_文書抜粋_
::::
新本格ミステリ。
とんでもないどんでん返しが、最後に用意されていることの多いジャンルです。
【感想】たった1行で世界がひっくり返る(綾辻行人『十角館の殺人』)論理的に犯人を追及していくものの、とんでもない真実が浮かび上がってきます。
どんでん返しがある以上は、「ズルい」「アンフェアだ」という意見もつきまといます。
主には、小説ならではのトリックですが、個人的には好きなジャンルです。
今回はその中でも、特にうまくしてやられた作品を紹介します。
倉知淳『星降り山荘の殺人』です。
雪に閉ざされた山荘に、UFO研究家、スターウォッチャー、売れっ子女性作家、癖の強い面々が集められた。
交通が遮断され電気も電話も通じなくなった隔絶した世界で突如発生する連続密室殺人事件!
華麗な推理が繰り出され解決かと思った矢先に大どんでん返しが!?
見事に騙される快感に身悶えする名作ミステリー。(「BOOK」データベースより)
よくあるクローズドサークルなのだが
本作の舞台は大雪で孤立を余儀なくされた山荘。
いわゆるクローズドサークルです。
広告代理店で働く杉下は、上司とのトラブルが原因で左遷されてしまいます。
左遷先での仕事は、スターウォッチャー・星園のマネージャー業務。
星園は文化人として人気のタレントでした。
星園の仕事として、彼らはオープン前の山荘を訪れます。
イベントでは、小説家やUFO研究家らが集まっていました。
その山荘で事件は起きました。
::::
_提供データ_

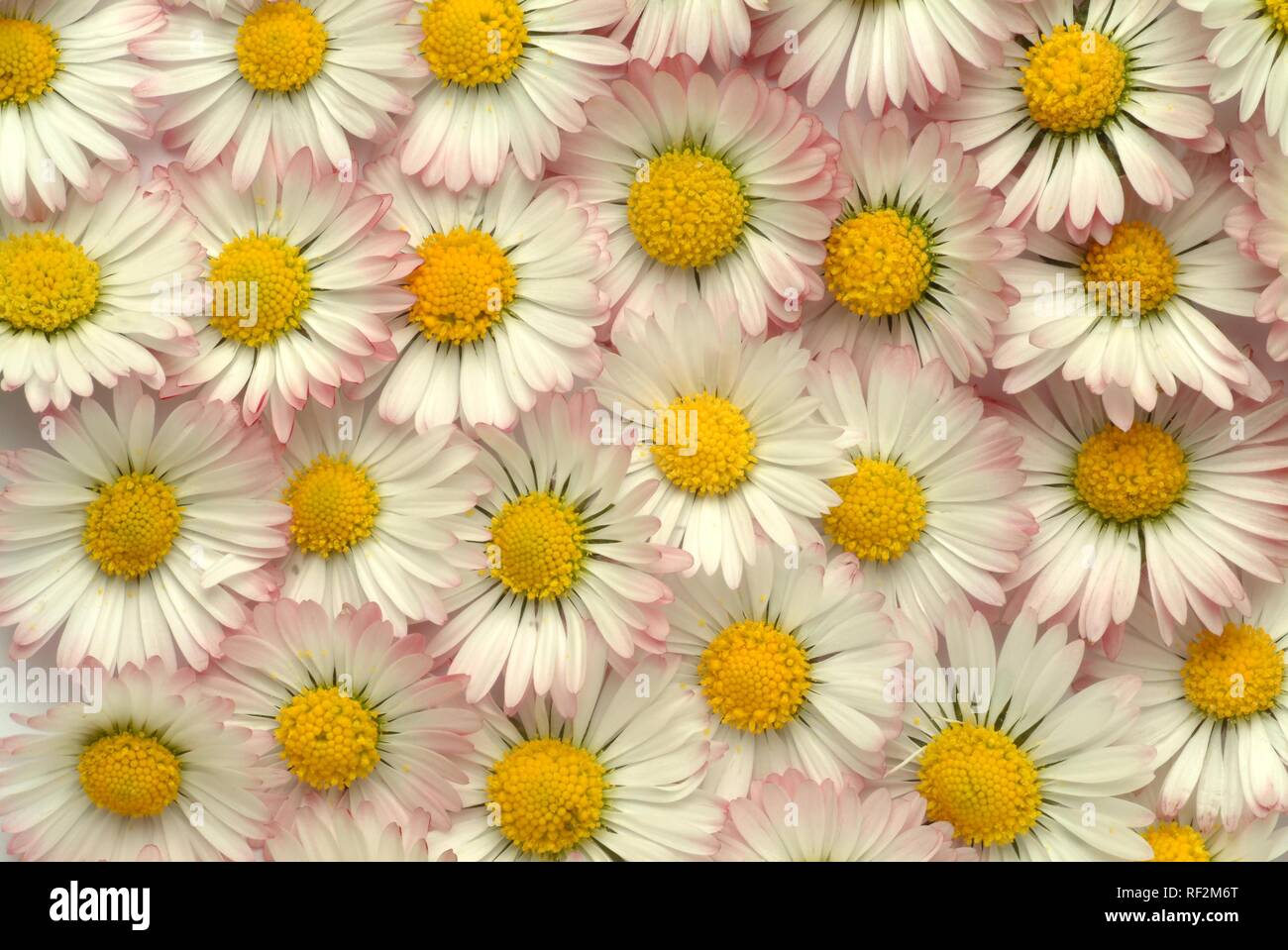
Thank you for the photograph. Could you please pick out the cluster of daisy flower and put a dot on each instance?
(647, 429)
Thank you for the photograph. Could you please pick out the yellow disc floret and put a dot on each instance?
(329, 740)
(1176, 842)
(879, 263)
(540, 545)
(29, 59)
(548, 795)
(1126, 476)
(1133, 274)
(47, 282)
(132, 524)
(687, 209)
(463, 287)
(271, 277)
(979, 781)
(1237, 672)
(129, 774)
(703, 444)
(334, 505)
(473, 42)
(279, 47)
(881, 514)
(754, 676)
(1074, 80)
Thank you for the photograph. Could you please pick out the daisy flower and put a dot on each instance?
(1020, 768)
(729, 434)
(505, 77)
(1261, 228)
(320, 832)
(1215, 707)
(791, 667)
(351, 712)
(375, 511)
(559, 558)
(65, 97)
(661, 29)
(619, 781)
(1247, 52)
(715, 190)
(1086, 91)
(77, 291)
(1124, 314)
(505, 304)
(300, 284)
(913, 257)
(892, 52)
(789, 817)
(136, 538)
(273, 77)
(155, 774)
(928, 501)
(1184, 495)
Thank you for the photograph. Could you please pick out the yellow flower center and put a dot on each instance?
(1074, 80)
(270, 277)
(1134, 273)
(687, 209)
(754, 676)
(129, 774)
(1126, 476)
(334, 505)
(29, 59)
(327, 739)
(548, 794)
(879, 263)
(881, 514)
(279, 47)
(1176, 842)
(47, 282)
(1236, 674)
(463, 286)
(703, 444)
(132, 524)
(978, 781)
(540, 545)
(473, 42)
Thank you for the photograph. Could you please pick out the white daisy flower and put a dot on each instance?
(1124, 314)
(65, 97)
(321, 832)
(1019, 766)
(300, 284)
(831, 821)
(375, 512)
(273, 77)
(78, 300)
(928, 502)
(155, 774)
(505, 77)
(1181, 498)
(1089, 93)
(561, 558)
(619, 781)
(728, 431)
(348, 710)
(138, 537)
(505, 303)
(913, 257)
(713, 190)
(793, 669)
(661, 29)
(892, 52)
::::
_出題 A_
『星降り山荘の殺人』の紹介文によると、杉下が左遷先で担当した仕事は何ですか。
_出題 B_
『星降り山荘の殺人』の紹介文に照らして、次の記述がそれぞれ合っているかを「はい」か「いいえ」で答え、根拠となる紹介文の語句をそのまま引用してください。(i) 杉下は出版社に勤めていた。(ii) 物語の舞台の山荘は大雪で孤立した。(iii) 星園は文化人として人気のタレントだった。
_出題 C_
『星降り山荘の殺人』の紹介文を、最後の文「その山荘で事件は起きました。」の後から書き進めてください。
データは『星降り山荘の殺人』の紹介文とは別個の資料です。

_模範解答 A_
スターウォッチャー・星園のマネージャー業務です。

_模範解答 B_
(i) いいえ:「広告代理店で働く杉下は」
(ii) はい:「大雪で孤立を余儀なくされた山荘」
(iii) はい:「星園は文化人として人気のタレントでした」

_模範解答 C_
招待主の会社の社長が何者かに殺害されたのです。
助けを呼ぼうにも外は大雪。この中に犯人がいるのなら探し出そう。
杉下と星園は推理を始めるのでした。
ナレーションがあるので読み進めやすい
本作には少し変わった演出が施されています。
章の冒頭にナレーションがついています。
例えば、小説の1番最初のシーン。
まず本編の主人公が登場する
主人公は語り手でありいわばワトソン役
つまり全ての情報を読者と共有する立場であり
事件の犯人では有り得ない
このように、各章がどのように進んでいくのか?を明記しています。
「何のための章なのか?」がわかりやすくなっています。
こうした演出のおかげですんなりと物語に入っていけるでしょう。
嘘偽りが一切ないからスゴイ
冒頭でお話の通り、本作のどんでん返しはとんでもないです。笑
普通、思いついてもやらないんじゃないかってくらい繊細に練られています。
もっとも感服したポイントは、読者に対して嘘が一切ないということ!
一般的な叙述トリックは騙す仕掛けが各所に施されています。
本作は(もちろん仕掛けはあるのですが、)嘘をつかずにしっかり騙してくれます。
あまりにもストレートな仕掛けに、つい「ふざけんな!」と思ってしまうことでしょう。笑
Amazonのレビューがあまり良くないのですが、個人的には大好きな騙し方でした。
映像化したら良い感じになるんじゃないかなとも思います。
どんでん返し系も一通り読んで、何となくトリックのタネに気付き始めた人にはオススメです。
そういう人ほど、このトリックには気づけないことでしょう。
新しい騙され方をぜひ堪能してみてください!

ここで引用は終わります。